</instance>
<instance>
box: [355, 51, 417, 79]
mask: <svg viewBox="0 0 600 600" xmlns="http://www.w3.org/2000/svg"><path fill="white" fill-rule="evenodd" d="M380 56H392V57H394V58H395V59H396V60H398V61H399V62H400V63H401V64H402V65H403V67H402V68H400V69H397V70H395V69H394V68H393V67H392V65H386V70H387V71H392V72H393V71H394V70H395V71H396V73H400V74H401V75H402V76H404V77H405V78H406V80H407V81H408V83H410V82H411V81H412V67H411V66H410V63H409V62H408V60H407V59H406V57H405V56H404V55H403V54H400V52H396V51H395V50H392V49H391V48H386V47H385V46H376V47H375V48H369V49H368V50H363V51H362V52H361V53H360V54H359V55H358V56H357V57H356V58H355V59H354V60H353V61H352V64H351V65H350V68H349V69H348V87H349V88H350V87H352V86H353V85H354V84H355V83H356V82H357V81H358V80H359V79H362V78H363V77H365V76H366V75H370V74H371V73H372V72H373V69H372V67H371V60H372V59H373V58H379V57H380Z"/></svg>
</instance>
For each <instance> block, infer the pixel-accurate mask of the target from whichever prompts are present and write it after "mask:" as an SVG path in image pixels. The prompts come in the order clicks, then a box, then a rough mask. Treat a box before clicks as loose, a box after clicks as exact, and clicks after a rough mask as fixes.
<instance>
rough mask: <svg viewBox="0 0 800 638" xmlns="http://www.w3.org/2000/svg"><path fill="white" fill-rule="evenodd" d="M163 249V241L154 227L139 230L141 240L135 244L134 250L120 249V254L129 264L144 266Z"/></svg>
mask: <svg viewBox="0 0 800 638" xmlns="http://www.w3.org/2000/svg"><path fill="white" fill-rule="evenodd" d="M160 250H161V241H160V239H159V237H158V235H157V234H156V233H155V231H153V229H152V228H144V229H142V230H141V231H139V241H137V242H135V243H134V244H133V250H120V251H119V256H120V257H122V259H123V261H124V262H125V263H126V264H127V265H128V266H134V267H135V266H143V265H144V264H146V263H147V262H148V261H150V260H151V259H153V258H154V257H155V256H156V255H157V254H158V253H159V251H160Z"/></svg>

□ □ □ □ □ □ □

**WORK INSTRUCTIONS:** The whole of the material should be restated word for word.

**SOLUTION TO THE PROBLEM:**
</instance>
<instance>
box: [355, 51, 417, 79]
mask: <svg viewBox="0 0 600 600" xmlns="http://www.w3.org/2000/svg"><path fill="white" fill-rule="evenodd" d="M380 56H392V57H394V58H395V59H396V60H398V61H399V62H400V63H401V64H402V65H403V67H402V68H400V69H397V70H395V69H394V68H393V67H392V65H386V70H387V71H392V72H393V71H394V70H395V71H396V73H400V74H401V75H402V76H404V77H405V78H406V80H407V81H408V83H410V82H411V81H412V67H411V66H410V63H409V62H408V60H407V59H406V57H405V56H404V55H403V54H400V52H396V51H395V50H392V49H391V48H386V47H385V46H376V47H375V48H369V49H368V50H363V51H362V52H361V53H360V54H359V55H358V56H357V57H356V58H355V59H354V60H353V61H352V64H351V65H350V68H349V69H348V87H349V88H350V87H352V86H353V85H354V84H355V83H356V82H357V81H358V80H359V79H362V78H363V77H365V76H366V75H370V74H371V73H372V72H373V69H372V67H371V60H372V59H373V58H379V57H380Z"/></svg>
</instance>
For each <instance> block, infer the pixel-accurate mask of the target from whichever prompts are present and write it after "mask:" as an SVG path in image pixels. The prompts come in the order clicks, then a box, then a rough mask. Treat a box before clicks as loose, a box after clicks as exact, and clicks after a rough mask as fixes.
<instance>
rough mask: <svg viewBox="0 0 800 638" xmlns="http://www.w3.org/2000/svg"><path fill="white" fill-rule="evenodd" d="M163 249V241L154 227L139 230L141 240L135 244L134 250L120 249V254L129 264L144 266Z"/></svg>
mask: <svg viewBox="0 0 800 638" xmlns="http://www.w3.org/2000/svg"><path fill="white" fill-rule="evenodd" d="M160 250H161V241H160V239H159V237H158V235H157V234H156V233H155V231H153V229H152V228H144V229H142V230H141V231H139V241H137V242H135V243H134V244H133V250H120V251H119V256H120V257H122V259H123V261H124V262H125V263H126V264H127V265H128V266H134V267H135V266H143V265H144V264H146V263H147V262H148V261H150V260H151V259H153V258H154V257H155V256H156V255H157V254H158V253H159V251H160Z"/></svg>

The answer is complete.